─── Page excerpt
SECT.  XV.  Of Fire.


Do you see that fire that seems kindled in the stars, and spreads its light on all sides?  Do you see that flame which certain mountains vomit up, and which the earth feeds with sulphur within its entrails?  That same fire peaceably lurks in the veins of flints, and expects to break out, till the collision of another body excites it to shock cities and mountains.  Man has found the way to kindle it, and apply it to all his uses, both to bend the hardest metals, and to feed with wood, even in the most frozen climes, a flame that serves him instead of the sun, when the sun removes from him.  That subtle flame glides and penetrates into all seeds.  It is, as it were, the soul of all living things; it consumes all that is impure, and renews what it has purified.  Fire lends its force and activity to weak men.  It blows up, on a sudden, buildings and rocks.  But have we a mind to confine it to a more moderate use?  It warms man, and makes all sorts of food fit for his eating.  The ancients, in admiration of fire, believed it to be a celestial gift, which man had stolen from the gods.
──────
─── Dataset
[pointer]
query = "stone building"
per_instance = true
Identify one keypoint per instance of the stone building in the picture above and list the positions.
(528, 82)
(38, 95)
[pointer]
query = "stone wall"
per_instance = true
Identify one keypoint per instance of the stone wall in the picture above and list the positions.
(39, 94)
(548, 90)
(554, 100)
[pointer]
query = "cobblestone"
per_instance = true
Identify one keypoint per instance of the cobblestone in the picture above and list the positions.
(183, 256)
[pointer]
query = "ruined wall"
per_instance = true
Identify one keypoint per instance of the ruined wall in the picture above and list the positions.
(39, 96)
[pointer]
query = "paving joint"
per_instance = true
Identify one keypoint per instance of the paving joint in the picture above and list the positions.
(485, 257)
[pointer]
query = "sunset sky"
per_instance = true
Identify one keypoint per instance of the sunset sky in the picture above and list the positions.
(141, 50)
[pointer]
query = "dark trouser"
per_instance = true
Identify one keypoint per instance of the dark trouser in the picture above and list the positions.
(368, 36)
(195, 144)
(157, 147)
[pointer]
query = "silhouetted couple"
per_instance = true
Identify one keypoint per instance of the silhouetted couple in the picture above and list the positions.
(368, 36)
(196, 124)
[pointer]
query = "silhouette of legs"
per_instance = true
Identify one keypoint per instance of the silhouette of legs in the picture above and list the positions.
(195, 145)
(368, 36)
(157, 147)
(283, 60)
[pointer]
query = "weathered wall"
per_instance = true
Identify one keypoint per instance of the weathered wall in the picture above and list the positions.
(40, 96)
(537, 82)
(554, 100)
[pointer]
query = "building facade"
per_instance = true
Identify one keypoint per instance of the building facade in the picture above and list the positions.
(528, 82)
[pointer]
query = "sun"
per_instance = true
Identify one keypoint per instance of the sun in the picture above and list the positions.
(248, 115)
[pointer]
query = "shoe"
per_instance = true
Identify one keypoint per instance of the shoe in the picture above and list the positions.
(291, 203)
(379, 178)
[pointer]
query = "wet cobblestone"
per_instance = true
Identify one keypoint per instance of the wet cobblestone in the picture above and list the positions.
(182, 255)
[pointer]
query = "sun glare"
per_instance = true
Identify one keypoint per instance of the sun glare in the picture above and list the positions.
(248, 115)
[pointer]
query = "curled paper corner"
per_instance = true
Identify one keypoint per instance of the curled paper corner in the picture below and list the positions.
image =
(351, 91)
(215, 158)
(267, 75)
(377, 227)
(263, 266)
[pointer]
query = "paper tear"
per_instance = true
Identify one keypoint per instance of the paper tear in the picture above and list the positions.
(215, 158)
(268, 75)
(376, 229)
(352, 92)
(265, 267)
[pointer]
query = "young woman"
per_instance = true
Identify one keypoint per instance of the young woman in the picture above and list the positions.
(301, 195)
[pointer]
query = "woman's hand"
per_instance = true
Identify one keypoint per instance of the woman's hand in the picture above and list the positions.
──────
■ List of tasks ■
1: In the passage on fire, what did the ancients believe fire to be?
2: Return every line of the listing that contains the word "curled".
The listing is unrelated to the text.

■ Responses ■
1: They believed it to be a celestial gift that man had stolen from the gods.

2:
query = "curled paper corner"
Identify one keypoint per instance of the curled paper corner in the picture below and list the positions.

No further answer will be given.